_Aim of the task_
Lay out the material as a JSON list of strings, one string per line with blank lines left out. Start at the line containing "Where can the tree" and end at the line containing "Target: white mailbox", including only those lines.
::: Provided entries :::
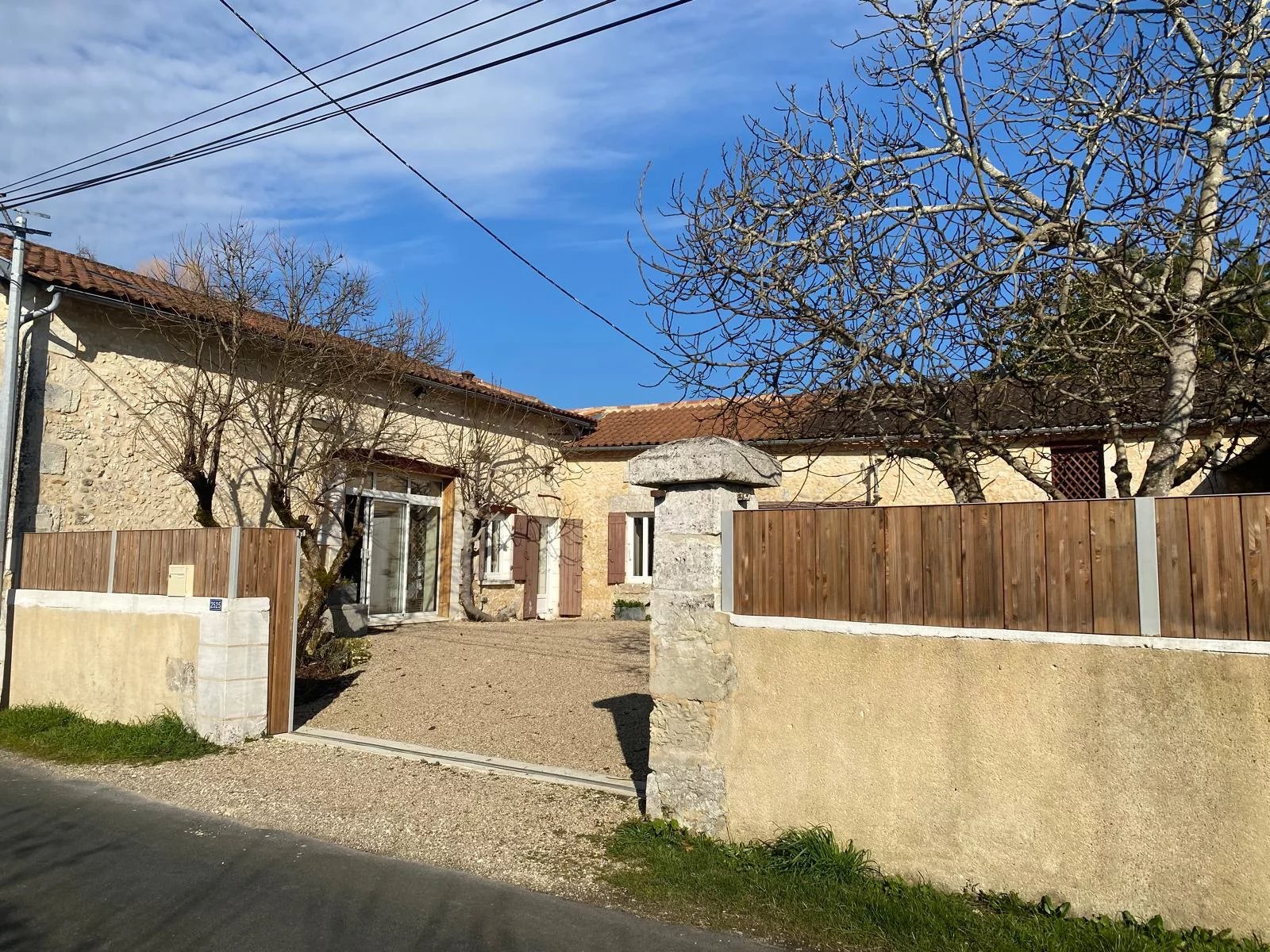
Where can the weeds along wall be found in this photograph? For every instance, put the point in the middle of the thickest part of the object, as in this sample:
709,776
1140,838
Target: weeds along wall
:::
::: Provided entries :::
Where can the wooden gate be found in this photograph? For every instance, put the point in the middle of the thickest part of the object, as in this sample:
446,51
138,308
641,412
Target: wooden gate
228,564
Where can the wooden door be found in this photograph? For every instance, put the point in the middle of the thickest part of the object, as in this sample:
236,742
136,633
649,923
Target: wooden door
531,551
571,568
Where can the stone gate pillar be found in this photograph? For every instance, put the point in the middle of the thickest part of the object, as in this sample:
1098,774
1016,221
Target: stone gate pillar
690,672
:::
::: Provided entries :::
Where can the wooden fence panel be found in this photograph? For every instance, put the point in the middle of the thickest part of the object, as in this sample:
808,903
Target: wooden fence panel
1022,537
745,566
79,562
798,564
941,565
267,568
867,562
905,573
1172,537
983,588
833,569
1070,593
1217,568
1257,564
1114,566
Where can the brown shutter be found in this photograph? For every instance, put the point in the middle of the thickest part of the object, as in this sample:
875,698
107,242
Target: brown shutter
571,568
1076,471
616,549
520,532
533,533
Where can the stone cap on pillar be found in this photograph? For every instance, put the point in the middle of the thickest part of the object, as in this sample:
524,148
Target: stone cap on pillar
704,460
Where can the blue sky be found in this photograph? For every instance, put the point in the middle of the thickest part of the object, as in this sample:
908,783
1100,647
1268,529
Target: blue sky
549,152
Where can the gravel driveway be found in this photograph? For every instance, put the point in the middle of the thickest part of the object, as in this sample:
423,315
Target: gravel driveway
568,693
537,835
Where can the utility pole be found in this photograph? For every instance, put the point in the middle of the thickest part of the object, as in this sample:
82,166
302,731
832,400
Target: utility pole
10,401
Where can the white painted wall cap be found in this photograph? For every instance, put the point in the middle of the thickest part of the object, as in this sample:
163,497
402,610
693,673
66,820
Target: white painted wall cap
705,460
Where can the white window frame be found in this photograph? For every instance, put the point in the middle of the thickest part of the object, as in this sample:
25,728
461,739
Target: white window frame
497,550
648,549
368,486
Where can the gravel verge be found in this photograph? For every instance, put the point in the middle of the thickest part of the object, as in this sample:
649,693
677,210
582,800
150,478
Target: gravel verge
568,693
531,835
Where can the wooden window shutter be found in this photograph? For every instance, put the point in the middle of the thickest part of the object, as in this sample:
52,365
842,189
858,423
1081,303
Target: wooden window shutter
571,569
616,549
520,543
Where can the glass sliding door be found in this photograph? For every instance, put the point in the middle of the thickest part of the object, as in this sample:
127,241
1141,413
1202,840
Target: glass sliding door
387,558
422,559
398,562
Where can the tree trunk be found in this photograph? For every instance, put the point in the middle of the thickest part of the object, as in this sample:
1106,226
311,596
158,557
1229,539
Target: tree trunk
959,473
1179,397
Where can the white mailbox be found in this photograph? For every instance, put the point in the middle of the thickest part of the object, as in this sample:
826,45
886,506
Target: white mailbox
:::
_Answer to this problem_
[
  "Where can the tree trunk be found in this photograph? For every instance, put the point in the middle of the thickest part of the object, as in this sample:",
  "1106,226",
  "311,596",
  "158,557",
  "1229,539",
  "Target: tree trunk",
  "959,473",
  "1179,397",
  "Where can the white mailbox be found in this photograph? For every instance, put the point in the middle of the thickest part of the object, as in this sample:",
  "826,45",
  "886,506",
  "Target: white mailbox"
]